Return every line below that contains the string "lips".
*** DATA IN THIS EXERCISE
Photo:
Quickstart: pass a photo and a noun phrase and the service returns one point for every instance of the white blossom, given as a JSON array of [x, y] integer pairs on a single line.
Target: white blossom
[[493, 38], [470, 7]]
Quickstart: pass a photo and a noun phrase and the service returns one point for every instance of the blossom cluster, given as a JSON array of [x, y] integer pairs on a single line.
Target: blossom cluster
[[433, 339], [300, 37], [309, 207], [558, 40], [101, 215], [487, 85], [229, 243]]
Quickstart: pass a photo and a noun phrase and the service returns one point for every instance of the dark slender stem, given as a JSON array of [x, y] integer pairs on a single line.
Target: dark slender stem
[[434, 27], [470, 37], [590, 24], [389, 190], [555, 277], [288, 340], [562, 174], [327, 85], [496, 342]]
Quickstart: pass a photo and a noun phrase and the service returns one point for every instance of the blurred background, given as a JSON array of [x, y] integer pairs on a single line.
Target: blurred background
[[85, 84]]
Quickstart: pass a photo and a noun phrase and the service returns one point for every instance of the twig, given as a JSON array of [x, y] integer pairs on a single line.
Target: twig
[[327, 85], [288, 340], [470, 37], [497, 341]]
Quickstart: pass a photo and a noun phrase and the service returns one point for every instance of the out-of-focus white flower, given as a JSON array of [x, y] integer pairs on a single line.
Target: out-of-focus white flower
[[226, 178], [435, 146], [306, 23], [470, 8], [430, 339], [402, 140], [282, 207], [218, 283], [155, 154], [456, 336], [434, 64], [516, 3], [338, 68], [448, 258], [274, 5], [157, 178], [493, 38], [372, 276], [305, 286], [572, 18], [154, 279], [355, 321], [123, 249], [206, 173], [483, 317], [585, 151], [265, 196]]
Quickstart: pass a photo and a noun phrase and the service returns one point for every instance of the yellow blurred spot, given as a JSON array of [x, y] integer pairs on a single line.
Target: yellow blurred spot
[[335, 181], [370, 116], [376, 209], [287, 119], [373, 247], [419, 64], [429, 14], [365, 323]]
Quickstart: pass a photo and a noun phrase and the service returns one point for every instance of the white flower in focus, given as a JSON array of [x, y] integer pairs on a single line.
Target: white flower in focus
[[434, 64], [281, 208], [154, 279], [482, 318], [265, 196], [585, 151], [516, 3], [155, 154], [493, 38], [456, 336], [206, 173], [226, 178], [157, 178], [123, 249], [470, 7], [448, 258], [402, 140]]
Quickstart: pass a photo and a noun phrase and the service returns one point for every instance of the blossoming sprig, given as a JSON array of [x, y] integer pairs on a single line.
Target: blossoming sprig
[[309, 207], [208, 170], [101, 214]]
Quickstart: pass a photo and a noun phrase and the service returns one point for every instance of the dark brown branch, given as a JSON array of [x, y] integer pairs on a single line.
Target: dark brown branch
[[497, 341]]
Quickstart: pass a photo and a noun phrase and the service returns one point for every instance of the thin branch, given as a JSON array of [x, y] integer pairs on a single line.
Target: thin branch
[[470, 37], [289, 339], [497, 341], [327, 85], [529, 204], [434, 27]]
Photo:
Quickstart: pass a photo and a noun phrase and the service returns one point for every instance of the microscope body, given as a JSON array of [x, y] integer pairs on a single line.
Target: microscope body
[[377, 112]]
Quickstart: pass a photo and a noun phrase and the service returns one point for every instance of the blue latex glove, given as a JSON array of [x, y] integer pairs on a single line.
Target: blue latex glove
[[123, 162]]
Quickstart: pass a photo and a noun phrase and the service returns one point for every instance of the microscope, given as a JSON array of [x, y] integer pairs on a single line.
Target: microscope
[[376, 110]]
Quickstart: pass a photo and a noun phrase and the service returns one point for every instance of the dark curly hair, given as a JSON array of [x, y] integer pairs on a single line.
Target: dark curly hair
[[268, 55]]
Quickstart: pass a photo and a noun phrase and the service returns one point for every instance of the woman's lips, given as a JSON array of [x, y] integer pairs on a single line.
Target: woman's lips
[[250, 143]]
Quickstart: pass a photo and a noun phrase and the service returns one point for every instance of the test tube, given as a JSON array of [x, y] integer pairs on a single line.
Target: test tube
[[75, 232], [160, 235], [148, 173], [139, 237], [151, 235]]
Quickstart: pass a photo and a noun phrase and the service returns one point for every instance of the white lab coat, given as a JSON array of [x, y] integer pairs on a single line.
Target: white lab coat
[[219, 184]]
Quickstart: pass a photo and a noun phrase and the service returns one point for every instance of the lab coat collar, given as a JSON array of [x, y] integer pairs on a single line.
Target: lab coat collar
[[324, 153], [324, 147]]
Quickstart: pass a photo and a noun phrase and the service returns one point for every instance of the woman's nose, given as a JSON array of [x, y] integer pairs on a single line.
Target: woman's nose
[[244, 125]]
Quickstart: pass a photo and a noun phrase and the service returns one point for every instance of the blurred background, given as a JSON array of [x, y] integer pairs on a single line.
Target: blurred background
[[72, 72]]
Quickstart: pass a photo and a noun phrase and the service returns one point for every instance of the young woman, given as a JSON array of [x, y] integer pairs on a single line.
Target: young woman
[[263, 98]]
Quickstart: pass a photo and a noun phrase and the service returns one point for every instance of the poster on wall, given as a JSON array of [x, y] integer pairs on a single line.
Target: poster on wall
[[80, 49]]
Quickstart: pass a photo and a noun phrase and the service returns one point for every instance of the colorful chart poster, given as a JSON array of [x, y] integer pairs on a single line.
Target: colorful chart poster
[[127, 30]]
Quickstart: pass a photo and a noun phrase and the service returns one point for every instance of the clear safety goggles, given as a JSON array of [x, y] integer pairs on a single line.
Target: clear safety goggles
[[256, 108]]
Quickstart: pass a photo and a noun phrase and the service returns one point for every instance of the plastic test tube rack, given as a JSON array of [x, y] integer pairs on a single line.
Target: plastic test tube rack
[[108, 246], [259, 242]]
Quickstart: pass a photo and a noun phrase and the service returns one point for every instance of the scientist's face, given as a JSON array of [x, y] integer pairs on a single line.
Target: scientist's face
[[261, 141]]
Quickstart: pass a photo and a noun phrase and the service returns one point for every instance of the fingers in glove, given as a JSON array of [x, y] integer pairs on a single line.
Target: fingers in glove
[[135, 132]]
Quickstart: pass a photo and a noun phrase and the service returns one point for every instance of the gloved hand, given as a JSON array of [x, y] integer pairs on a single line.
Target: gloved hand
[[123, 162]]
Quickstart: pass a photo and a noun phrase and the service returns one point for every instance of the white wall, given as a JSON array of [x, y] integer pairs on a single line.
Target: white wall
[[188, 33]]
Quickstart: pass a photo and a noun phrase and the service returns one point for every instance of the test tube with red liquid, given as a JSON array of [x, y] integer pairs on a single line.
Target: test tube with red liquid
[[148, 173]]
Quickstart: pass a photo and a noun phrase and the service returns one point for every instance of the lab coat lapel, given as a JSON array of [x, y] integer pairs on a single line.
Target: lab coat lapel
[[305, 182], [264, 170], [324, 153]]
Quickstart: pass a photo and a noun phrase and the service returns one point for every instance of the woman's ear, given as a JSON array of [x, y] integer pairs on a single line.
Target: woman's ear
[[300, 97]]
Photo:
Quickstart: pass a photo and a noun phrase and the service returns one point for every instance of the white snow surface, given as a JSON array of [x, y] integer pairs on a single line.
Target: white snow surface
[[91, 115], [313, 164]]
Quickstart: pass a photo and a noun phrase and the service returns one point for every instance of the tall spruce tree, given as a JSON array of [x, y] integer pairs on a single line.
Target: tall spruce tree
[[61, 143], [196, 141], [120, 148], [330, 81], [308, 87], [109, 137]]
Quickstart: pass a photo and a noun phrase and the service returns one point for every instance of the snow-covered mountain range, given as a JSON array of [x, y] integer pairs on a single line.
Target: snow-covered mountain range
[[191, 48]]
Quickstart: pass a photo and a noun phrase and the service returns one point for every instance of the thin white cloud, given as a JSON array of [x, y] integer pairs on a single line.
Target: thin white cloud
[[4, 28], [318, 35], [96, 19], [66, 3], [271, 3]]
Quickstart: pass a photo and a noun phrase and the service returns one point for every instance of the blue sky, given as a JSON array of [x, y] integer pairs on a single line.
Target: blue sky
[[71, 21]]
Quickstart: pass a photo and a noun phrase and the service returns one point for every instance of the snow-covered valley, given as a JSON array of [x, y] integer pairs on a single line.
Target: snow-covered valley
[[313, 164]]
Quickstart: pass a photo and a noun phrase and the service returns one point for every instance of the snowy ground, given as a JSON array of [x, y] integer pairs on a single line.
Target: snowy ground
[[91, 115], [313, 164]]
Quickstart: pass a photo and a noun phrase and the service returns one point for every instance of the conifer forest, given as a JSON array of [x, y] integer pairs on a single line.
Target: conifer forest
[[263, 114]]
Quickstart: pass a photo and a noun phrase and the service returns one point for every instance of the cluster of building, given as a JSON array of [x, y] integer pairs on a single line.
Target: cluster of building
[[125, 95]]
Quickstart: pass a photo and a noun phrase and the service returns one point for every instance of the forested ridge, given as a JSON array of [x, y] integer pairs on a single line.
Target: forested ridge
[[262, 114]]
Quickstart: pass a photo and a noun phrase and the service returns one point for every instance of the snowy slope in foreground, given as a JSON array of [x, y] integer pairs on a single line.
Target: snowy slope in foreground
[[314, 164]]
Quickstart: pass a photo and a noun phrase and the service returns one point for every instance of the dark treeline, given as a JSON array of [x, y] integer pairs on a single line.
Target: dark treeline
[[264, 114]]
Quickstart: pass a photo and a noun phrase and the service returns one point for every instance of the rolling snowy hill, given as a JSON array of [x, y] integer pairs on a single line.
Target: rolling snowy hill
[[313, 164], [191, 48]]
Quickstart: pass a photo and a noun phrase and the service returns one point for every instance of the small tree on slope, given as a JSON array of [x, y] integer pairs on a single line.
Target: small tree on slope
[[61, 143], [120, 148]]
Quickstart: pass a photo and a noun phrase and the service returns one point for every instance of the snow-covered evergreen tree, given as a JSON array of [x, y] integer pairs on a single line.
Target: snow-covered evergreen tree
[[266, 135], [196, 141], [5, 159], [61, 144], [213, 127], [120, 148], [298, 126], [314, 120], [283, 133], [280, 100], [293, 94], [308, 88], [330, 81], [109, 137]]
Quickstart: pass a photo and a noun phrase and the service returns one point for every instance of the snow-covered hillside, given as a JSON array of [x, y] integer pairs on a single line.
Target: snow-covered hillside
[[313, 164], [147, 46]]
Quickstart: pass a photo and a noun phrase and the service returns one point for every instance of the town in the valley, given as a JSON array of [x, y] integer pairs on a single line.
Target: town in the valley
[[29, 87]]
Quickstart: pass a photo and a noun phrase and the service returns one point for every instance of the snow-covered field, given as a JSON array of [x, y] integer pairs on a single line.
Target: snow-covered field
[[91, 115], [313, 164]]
******
*** DATA IN THIS EXERCISE
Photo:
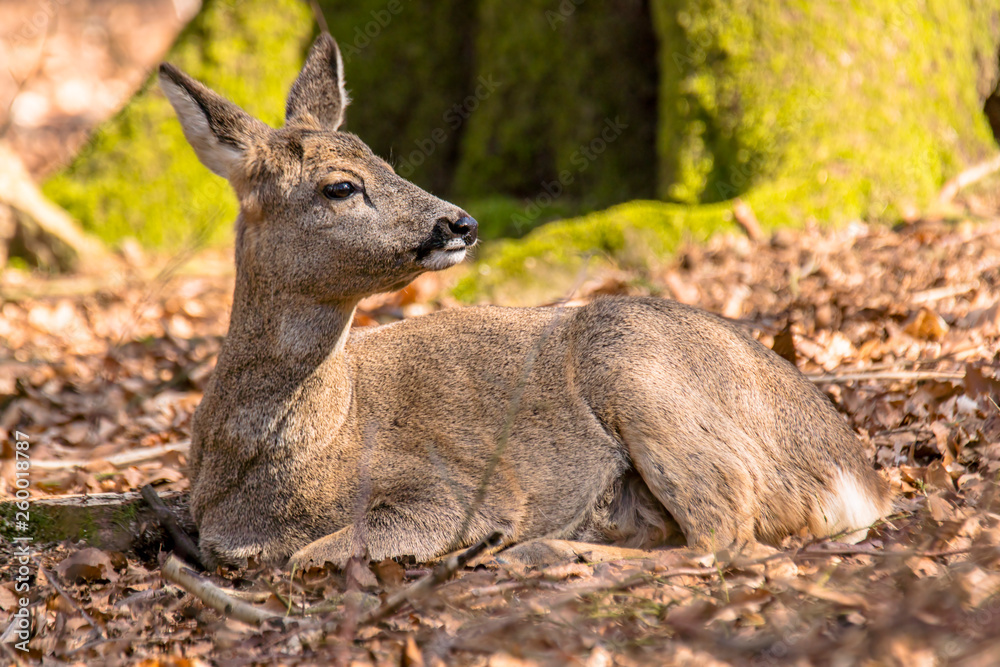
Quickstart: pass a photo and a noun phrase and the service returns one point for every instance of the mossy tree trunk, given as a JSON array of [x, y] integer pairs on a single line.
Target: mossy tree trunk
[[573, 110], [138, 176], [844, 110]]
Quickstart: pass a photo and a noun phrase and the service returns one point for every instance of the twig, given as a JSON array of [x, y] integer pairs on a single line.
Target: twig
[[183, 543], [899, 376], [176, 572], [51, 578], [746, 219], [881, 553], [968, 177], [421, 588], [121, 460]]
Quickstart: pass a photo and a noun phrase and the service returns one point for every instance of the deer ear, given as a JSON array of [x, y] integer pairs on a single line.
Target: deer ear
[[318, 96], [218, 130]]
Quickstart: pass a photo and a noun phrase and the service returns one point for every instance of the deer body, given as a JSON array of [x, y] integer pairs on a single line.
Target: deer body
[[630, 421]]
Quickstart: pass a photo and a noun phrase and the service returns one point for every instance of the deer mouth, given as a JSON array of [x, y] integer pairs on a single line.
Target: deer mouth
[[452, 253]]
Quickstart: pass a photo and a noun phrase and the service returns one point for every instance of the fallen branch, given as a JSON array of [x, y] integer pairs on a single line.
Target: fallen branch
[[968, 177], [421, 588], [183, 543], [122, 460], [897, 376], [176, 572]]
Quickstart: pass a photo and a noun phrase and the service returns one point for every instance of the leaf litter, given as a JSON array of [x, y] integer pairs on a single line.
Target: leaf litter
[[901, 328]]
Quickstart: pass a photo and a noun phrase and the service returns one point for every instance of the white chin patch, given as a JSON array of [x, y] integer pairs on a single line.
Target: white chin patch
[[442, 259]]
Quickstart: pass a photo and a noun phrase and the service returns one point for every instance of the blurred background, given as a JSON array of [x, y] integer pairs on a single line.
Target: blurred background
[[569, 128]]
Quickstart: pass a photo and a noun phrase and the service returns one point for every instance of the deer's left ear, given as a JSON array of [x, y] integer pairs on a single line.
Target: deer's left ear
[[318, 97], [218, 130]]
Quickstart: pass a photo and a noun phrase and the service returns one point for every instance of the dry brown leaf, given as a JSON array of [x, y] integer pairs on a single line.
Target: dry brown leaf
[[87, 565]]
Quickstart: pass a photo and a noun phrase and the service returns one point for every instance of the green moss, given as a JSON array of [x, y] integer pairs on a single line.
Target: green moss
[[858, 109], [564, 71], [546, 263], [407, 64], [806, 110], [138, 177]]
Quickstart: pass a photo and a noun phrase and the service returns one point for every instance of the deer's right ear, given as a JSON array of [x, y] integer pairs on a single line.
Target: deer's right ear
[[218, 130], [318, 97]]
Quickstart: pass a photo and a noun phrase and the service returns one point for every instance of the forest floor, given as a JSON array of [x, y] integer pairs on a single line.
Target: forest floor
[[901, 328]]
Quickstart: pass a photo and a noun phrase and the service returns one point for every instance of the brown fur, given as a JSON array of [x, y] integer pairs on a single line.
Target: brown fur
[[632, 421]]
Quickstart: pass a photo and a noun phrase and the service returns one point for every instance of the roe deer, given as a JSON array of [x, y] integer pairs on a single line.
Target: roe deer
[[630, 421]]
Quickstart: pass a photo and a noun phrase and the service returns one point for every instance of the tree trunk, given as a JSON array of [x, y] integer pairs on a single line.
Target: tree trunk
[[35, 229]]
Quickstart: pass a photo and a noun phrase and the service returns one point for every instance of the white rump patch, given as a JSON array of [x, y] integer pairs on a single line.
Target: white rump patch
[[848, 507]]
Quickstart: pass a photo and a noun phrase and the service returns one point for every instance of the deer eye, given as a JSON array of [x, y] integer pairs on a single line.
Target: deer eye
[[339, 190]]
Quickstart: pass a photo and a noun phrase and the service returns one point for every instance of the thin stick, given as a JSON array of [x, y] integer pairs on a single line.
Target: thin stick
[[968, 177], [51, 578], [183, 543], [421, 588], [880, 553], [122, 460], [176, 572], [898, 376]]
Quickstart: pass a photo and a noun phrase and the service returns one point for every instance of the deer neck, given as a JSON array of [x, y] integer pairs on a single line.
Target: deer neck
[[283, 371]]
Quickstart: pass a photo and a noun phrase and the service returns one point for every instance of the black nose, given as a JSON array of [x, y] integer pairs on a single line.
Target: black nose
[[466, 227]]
******
■ **EXERCISE SOLUTION**
Quickstart: pass a photo and a noun phrase and the service returns one point for every instance of the woman's lips, given as a JSON array of [x, y] integer pairs on a single line.
Target: woman's lips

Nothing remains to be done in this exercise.